◆ Texto selecionado ◆

________

Artes
Na Palestina bordada de Jordan Nassar, “não há ocupação, não há angústia”
Há paz nas paisagens palestinianas bordadas pelo artista norte-americano Jordan Nassar. “As paisagens que eu 'pinto' são das 'Palestinas' dos nossos sonhos”, contou ao P3. “Não há ocupação [israelita], não há angústia. (…) A Palestina dos nossos sonhos é bonita e serena.”
Suaves como o algodão de que são feitas, as paisagens bordadas pelo nova-iorquino Jordan Nassar transpiram paz, serenidade – elementos raros na Palestina, território a que o seu trabalho está conceptualmente ligado. Filho de pai e mãe norte-americanos com dupla nacionalidade – palestiniana e polaca, respectivamente –, Jordan foi educado por eles de forma a identificar-se como palestiniano, contou ao P3, em entrevista. “Viajo para a Palestina desde a minha adolescência e agora, enquanto adulto, visito sempre que possível.” Por esse motivo, refere o artista de 37 anos, a luta pelos direitos humanos dos palestinianos é muito importante para si e para a família – sobretudo para o pai, médico psiquiatra, que dedicou décadas de trabalho ao serviço dos palestinianos. “As paisagens que eu 'pinto' são das 'Palestinas' dos nossos sonhos, as terras fantásticas e utópicas dos sonhos do meu pai – os sonhos que ele descreveu aos filhos. Nos nossos sonhos, não há ocupação [israelita], não há angústia; a Palestina dos nossos sonhos é bonita e serena.”
A Palestina real, contemporânea, não é serena. “A terra está no centro da questão palestinian”, refere Nassar; por esse motivo tem presença obrigatória na sua obra. “O meu trabalho é pessoal e emotivo, tem origem em lugares de alegria e de dor e eu espero que isso se note.” A família de Jordan descobriu, há poucos anos, que a mãe tem ascendência judia, “e isso também entrou em cena” aquando do desenvolvimento da sua obra. “O meu marido é israelita e, em ambiente doméstico, embora não sejamos praticantes do judaísmo, somos culturalmente judeus”, explica. “Por vezes, é complicado, complexo até, mas acho que, a um nível humano, é relativamente fácil explicar assim: em árabe palestiniano, as pessoas referem-se aos israelitas como 'primos'. Ser israelita ou judeu não significa que não se possa defender aquilo que está correcto – ou seja, a liberdade e igualdade de direitos para os palestinianos.”

________

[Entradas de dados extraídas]
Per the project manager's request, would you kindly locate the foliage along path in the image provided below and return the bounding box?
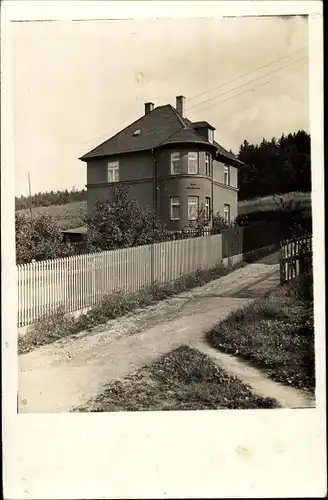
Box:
[18,254,313,413]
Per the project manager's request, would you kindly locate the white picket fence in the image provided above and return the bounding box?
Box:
[17,235,222,327]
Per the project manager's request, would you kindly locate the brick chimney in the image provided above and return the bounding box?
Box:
[145,102,154,115]
[175,95,186,118]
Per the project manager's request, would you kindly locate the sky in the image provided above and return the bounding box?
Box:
[12,16,309,196]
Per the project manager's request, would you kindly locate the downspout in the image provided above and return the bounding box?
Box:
[151,149,158,216]
[210,153,216,228]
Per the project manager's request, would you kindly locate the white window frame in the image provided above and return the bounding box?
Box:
[205,196,211,220]
[223,165,230,186]
[205,153,212,177]
[188,151,199,175]
[170,196,180,221]
[223,203,230,224]
[107,161,120,184]
[171,151,181,175]
[188,196,199,221]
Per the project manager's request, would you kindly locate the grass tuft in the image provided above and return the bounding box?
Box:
[18,256,254,354]
[74,345,278,412]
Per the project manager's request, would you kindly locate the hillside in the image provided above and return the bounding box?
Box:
[17,201,87,229]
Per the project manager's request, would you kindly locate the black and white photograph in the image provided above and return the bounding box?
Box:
[2,2,323,498]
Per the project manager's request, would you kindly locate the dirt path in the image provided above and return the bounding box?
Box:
[19,254,314,413]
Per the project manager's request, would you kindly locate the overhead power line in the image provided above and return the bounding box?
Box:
[80,49,306,148]
[193,60,306,113]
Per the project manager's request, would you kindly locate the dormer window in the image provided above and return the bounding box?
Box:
[107,161,120,183]
[171,152,181,175]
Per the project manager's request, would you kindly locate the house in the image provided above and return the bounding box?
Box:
[79,96,242,230]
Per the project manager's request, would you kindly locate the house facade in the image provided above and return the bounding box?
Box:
[80,96,242,230]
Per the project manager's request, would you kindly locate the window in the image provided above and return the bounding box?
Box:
[188,196,198,220]
[223,204,230,224]
[224,165,230,186]
[205,153,212,177]
[170,196,180,220]
[188,152,198,174]
[171,153,181,175]
[107,161,119,182]
[205,196,211,220]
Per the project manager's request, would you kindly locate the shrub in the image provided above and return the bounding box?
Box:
[15,213,74,264]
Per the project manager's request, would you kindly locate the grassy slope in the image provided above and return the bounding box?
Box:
[238,191,311,215]
[207,277,315,390]
[16,192,311,229]
[75,346,278,412]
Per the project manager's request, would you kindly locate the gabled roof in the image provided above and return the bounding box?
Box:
[80,104,242,165]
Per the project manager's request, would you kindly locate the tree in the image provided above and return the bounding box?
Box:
[85,185,165,251]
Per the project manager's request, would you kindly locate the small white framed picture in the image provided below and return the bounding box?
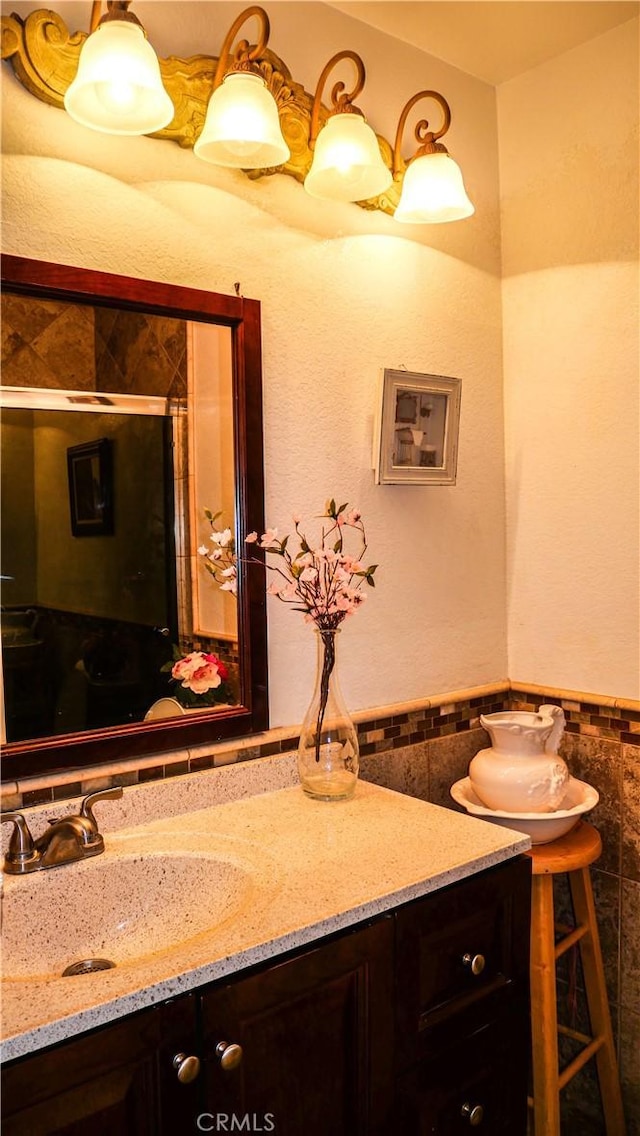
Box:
[373,368,462,485]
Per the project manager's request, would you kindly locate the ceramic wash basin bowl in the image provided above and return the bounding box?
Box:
[1,837,256,982]
[449,777,599,844]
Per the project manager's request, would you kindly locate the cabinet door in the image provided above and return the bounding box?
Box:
[397,857,531,1068]
[203,919,393,1136]
[394,1005,529,1136]
[2,995,198,1136]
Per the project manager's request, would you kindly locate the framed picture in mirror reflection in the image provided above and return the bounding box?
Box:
[67,437,114,536]
[373,368,462,485]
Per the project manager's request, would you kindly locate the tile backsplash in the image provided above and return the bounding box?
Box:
[2,682,640,1136]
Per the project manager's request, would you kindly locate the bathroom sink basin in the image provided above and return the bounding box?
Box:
[2,842,255,982]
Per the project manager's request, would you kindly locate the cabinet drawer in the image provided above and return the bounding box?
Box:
[396,1005,529,1136]
[397,857,531,1066]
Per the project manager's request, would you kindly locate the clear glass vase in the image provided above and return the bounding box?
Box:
[298,629,359,801]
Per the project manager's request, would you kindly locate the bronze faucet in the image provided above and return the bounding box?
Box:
[0,785,123,876]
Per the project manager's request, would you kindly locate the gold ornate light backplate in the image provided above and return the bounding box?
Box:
[2,8,402,215]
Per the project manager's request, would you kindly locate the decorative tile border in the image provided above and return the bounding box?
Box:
[2,680,640,810]
[507,683,640,746]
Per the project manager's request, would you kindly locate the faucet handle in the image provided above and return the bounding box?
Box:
[0,812,40,875]
[80,785,123,843]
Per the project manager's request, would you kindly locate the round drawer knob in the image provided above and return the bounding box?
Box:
[173,1053,200,1085]
[463,952,485,975]
[216,1042,242,1070]
[460,1101,484,1128]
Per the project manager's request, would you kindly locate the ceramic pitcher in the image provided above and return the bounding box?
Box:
[468,705,570,813]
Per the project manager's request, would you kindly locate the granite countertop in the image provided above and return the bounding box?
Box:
[2,782,530,1061]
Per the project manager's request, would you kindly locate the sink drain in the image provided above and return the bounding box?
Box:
[63,959,116,978]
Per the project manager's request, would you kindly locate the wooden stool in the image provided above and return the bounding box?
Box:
[527,821,625,1136]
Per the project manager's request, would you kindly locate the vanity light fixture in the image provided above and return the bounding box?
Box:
[193,6,291,169]
[1,0,474,224]
[393,91,474,225]
[65,0,174,134]
[305,51,393,201]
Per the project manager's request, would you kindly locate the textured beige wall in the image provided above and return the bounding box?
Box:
[2,2,506,725]
[498,20,640,699]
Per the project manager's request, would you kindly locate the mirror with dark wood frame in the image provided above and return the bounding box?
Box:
[2,256,268,780]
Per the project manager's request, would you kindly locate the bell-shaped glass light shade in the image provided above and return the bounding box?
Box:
[305,112,393,201]
[65,19,175,134]
[193,72,290,169]
[393,153,475,225]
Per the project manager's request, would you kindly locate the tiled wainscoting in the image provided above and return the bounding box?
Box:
[2,683,640,1136]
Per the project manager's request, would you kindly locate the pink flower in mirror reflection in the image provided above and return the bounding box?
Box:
[172,651,228,694]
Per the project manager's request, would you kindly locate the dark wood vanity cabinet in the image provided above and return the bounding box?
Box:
[2,858,531,1136]
[2,995,198,1136]
[202,917,393,1136]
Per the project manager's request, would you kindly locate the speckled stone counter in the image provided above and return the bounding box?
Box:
[2,763,530,1061]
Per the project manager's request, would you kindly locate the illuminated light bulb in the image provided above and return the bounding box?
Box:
[393,152,475,225]
[193,72,290,169]
[65,19,174,134]
[305,112,393,201]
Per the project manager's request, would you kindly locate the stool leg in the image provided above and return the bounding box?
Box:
[531,876,560,1136]
[568,868,625,1136]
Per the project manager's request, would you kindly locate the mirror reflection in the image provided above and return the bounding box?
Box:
[0,292,241,742]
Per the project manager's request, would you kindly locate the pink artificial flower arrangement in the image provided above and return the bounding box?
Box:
[198,509,238,595]
[161,651,231,707]
[246,498,377,632]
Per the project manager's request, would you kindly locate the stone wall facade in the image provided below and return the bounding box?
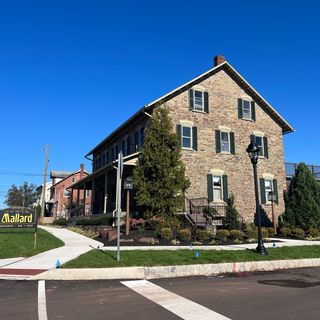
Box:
[166,70,286,222]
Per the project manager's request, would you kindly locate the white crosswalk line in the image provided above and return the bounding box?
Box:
[38,280,48,320]
[121,280,231,320]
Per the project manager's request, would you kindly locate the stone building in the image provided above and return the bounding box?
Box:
[72,56,293,222]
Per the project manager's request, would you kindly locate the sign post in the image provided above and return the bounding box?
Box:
[123,177,133,236]
[117,151,123,262]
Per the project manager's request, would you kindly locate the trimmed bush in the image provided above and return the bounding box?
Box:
[179,229,191,241]
[292,228,304,239]
[76,216,113,226]
[52,218,68,226]
[215,229,230,242]
[159,228,173,240]
[230,230,243,240]
[246,225,258,239]
[196,230,212,241]
[280,227,291,238]
[308,227,320,238]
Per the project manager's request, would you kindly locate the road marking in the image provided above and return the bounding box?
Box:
[121,280,231,320]
[38,280,48,320]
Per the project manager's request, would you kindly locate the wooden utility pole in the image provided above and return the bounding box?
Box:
[40,145,49,222]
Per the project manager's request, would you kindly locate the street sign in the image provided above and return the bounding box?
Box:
[0,208,37,228]
[118,151,123,179]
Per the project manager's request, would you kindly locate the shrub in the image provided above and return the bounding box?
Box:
[159,228,173,240]
[196,230,212,241]
[230,230,243,240]
[202,206,218,219]
[76,215,114,226]
[52,218,68,226]
[215,229,230,242]
[308,227,320,238]
[179,229,191,241]
[280,227,291,238]
[292,228,304,239]
[68,227,99,239]
[246,225,258,239]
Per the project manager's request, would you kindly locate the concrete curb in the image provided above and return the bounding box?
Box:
[28,258,320,280]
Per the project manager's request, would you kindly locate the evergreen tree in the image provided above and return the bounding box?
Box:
[133,105,190,217]
[283,163,320,229]
[224,195,241,230]
[5,181,37,208]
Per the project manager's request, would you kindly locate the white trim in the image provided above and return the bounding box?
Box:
[179,120,194,127]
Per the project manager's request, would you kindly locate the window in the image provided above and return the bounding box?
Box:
[134,131,140,152]
[220,131,230,152]
[189,89,209,113]
[181,126,192,149]
[63,189,70,198]
[212,176,222,201]
[242,100,252,119]
[238,99,256,121]
[193,90,204,111]
[264,179,273,203]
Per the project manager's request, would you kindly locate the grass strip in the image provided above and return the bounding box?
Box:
[62,246,320,268]
[0,229,64,259]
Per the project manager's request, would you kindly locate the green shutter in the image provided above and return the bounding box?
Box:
[251,101,256,121]
[216,130,221,153]
[177,124,181,147]
[203,92,209,113]
[207,174,213,202]
[192,127,198,150]
[263,137,269,158]
[260,178,267,204]
[238,98,243,119]
[230,132,236,154]
[222,174,229,202]
[189,89,193,110]
[273,179,279,204]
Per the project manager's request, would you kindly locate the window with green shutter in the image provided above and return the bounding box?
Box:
[238,98,256,121]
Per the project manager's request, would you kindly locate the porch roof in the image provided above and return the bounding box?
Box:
[67,152,140,189]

________

◆ Requisitos do problema ◆
Segundo o texto sobre as paisagens bordadas de Jordan Nassar, qual é a profissão do pai do artista? As linhas constituem material à parte, independente do texto.

◆ Resposta à tarefa ◆
É médico psiquiatra.